Melanoma

melanoma

What is it?

Melanoma is the most malignant type of skin cancer which occurs less frequently then other types of skin cancer, but it is still a serious concern for many Americans. As with any type of cancer, early detection can significantly increase the chances of a complete and successful recovery. It may remain local within regional melanocyte cells, or may spread throughout the body to other types of cells. The least severe cases (and melanoma caught in its earliest stage) affect only the epidermis without penetrating into the lower skin, called the dermis.

Causes

Certain causes are due to a person’s relationship to the environment. Improper self-protection methods can lead to over-exposure to the sun.

According to WebMD, excessive exposure to the sun can cause this type of cancer to emerge, resulting in the growth and overgrowth of skin cells which eventually can begin to attack other cells around them. People who have experienced severe sunburns, especially in their youth, are at a higher risk of being affected. A person’s genetic predisposition may affect cancer outcomes, in addition to complications arising from the compounding of ailments. Previous occurrences of melanoma should be noted if present within the family. This doubles your chance of developing melanoma. Genetic mutations are also linked to its development, stemming from damage of DNA within cells. This is why noticing the sensitivity of your skin is essential. Furthermore, it is good to note that fairer skin which does not tan easily, is highly susceptible to developing sun damage, resulting in melanoma.

woman pulling at bikini to expose sunburn and tan lines

Symptoms

Changes in moles on the skin can be a symptom of melanoma. Having many moles, of different appearances is often an indicator that a person is genetically predisposed to the cancer. Extreme skin damage due to overexposure to the sun, as well as other changes in the skin are also symptomatic of skin cancer. Changes in moles or skin include changes in colour, texture or size. These may include the enlarging of a mole, a developing crustiness, scabbing, bleeding, or lumpiness. These unpleasant growths often appear on the shoulders, back and legs; in places which are generally more exposed to the sun. Melanoma growths tend to be 6mm or larger and may look like an uneven dark mole. Another symptom which helps to identify this is the presence of asymmetrical moles or growths.

########

Exercises:
a - Reproduce everything in the melanoma passage from "Changes in moles on" down to "moles or growths.".
b - According to the melanoma passage, what size do melanoma growths tend to be?
c - Condense the paragraph of the melanoma passage beginning "Changes in moles on the skin" into a bulleted list that keeps its main facts.

########

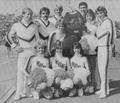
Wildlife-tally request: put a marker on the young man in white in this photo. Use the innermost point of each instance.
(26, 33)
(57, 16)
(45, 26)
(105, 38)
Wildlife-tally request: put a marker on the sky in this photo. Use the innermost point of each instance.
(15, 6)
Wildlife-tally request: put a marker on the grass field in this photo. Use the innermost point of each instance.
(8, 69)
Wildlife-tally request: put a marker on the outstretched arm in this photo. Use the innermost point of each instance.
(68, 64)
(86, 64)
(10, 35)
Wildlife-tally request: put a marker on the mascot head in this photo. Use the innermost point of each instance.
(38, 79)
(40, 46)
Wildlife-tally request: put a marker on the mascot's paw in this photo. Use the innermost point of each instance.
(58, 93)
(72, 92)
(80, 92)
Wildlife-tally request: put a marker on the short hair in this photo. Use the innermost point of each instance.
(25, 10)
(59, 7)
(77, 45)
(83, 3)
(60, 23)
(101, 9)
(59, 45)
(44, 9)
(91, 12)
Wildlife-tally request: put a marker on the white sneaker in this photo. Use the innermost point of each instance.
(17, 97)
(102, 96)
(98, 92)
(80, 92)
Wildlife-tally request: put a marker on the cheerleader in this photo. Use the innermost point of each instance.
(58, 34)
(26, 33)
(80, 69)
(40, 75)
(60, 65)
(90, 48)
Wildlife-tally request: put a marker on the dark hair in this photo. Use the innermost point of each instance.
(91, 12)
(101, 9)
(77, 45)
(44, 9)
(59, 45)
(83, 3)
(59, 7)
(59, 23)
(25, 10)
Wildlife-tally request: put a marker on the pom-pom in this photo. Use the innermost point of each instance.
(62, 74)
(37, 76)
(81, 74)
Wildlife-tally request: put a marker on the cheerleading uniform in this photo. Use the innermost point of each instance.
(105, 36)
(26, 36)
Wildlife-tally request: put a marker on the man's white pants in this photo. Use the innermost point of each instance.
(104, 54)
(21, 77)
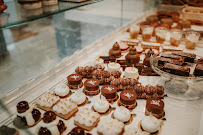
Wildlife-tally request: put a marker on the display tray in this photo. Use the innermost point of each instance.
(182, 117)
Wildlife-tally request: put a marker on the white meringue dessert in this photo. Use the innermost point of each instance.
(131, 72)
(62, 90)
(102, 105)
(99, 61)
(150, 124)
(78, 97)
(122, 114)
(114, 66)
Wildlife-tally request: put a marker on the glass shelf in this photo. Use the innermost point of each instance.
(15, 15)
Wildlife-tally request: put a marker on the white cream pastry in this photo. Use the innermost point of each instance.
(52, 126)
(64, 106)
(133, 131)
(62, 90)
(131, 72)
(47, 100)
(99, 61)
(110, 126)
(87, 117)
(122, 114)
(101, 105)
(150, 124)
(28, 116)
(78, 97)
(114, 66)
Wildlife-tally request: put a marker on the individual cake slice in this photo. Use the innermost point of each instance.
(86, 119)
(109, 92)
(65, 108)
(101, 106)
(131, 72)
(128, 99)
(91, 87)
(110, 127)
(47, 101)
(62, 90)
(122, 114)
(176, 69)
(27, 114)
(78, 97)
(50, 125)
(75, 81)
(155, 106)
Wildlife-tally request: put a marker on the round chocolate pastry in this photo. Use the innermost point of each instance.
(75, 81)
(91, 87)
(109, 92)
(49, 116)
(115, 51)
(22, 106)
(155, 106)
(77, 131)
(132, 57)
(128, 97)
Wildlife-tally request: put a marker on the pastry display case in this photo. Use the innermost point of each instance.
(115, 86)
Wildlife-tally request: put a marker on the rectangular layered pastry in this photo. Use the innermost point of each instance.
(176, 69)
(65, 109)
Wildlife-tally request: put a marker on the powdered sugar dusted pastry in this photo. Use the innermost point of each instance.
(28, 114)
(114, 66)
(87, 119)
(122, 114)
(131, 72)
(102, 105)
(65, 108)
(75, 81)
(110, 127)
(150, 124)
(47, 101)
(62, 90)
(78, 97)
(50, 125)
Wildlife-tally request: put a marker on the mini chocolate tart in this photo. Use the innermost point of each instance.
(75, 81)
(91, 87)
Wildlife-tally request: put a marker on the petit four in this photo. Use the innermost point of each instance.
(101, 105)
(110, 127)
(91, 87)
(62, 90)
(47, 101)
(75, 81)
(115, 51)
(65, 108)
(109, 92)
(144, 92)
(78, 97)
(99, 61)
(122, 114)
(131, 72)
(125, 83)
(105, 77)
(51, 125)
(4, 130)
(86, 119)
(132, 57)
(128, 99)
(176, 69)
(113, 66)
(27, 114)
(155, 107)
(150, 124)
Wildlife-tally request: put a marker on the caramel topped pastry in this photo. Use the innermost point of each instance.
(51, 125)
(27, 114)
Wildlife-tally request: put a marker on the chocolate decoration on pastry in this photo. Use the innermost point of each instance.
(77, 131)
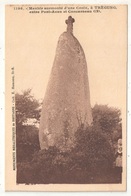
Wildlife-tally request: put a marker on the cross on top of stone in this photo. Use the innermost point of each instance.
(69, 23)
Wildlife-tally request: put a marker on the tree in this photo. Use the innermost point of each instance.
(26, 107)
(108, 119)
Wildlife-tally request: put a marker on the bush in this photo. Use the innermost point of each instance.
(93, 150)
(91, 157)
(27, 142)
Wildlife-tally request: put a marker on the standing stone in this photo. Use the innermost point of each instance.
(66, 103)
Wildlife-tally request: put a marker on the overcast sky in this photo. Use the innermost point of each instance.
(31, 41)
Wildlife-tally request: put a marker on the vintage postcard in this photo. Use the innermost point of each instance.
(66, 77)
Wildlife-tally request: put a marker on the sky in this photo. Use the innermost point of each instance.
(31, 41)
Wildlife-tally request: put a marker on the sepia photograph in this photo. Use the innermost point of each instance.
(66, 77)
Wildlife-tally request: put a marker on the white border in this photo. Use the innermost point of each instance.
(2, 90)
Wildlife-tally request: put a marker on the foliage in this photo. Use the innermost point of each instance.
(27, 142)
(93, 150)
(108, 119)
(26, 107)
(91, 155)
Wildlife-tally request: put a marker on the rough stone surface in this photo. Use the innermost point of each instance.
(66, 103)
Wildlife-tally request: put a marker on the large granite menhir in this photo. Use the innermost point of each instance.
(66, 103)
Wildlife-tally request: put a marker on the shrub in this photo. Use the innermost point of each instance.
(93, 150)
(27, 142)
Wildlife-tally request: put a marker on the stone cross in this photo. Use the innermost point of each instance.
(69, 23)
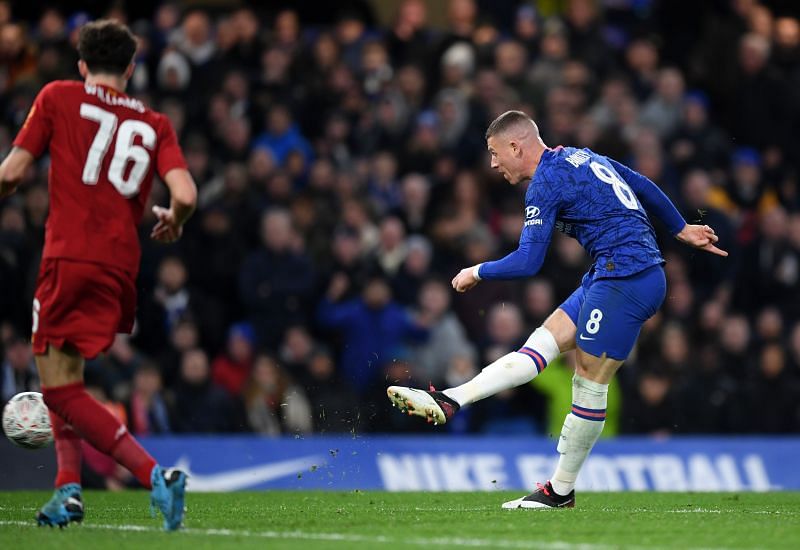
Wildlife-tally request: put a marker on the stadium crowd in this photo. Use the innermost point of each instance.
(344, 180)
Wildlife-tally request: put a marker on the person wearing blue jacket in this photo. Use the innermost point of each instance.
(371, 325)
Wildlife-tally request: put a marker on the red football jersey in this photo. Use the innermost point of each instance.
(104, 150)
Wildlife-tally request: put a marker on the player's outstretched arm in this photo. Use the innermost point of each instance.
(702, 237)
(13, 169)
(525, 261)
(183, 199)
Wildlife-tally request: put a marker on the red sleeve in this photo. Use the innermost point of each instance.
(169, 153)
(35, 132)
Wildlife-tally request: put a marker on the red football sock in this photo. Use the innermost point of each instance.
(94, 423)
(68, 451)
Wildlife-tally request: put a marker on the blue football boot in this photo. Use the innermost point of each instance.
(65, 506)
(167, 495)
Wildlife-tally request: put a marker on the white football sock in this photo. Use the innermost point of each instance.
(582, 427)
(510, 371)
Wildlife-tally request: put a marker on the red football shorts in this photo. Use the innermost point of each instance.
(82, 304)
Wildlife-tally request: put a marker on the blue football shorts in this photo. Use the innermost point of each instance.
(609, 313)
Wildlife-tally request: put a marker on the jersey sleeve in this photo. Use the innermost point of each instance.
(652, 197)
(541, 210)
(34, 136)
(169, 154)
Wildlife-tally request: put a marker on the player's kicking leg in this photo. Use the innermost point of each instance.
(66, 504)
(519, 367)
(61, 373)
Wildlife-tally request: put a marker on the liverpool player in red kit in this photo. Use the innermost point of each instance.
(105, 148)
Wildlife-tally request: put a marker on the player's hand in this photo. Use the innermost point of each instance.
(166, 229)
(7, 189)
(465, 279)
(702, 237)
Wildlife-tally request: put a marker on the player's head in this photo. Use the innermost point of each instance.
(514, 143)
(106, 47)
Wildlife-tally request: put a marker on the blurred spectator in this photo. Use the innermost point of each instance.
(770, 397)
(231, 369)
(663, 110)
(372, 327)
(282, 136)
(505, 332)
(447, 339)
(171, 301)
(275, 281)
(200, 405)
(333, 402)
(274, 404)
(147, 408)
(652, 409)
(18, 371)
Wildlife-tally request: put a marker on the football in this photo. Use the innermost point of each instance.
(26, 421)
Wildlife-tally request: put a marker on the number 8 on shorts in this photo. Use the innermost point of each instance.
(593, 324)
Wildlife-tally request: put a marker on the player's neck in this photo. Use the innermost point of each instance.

########

Task results:
a -
Changes in moles on the skin can be a symptom of melanoma. Having many moles, of different appearances is often an indicator that a person is genetically predisposed to the cancer. Extreme skin damage due to overexposure to the sun, as well as other changes in the skin are also symptomatic of skin cancer. Changes in moles or skin include changes in colour, texture or size. These may include the enlarging of a mole, a developing crustiness, scabbing, bleeding, or lumpiness. These unpleasant growths often appear on the shoulders, back and legs; in places which are generally more exposed to the sun. Melanoma growths tend to be 6mm or larger and may look like an uneven dark mole. Another symptom which helps to identify this is the presence of asymmetrical moles or growths.

b - They tend to be 6mm or larger.

c -
- Changes in moles on the skin can be a symptom of melanoma.
- Having many moles of different appearances often indicates a genetic predisposition to the cancer.
- Extreme sun damage and other skin changes are also symptoms of skin cancer.
- Mole or skin changes include changes in color, texture or size, such as:
  - an enlarging mole
  - crustiness
  - scabbing
  - bleeding
  - lumpiness
- These growths often appear on the shoulders, back and legs, which are places generally more exposed to the sun.
- Melanoma growths tend to be 6mm or larger and may look like an uneven dark mole.
- Asymmetrical moles or growths also help identify melanoma.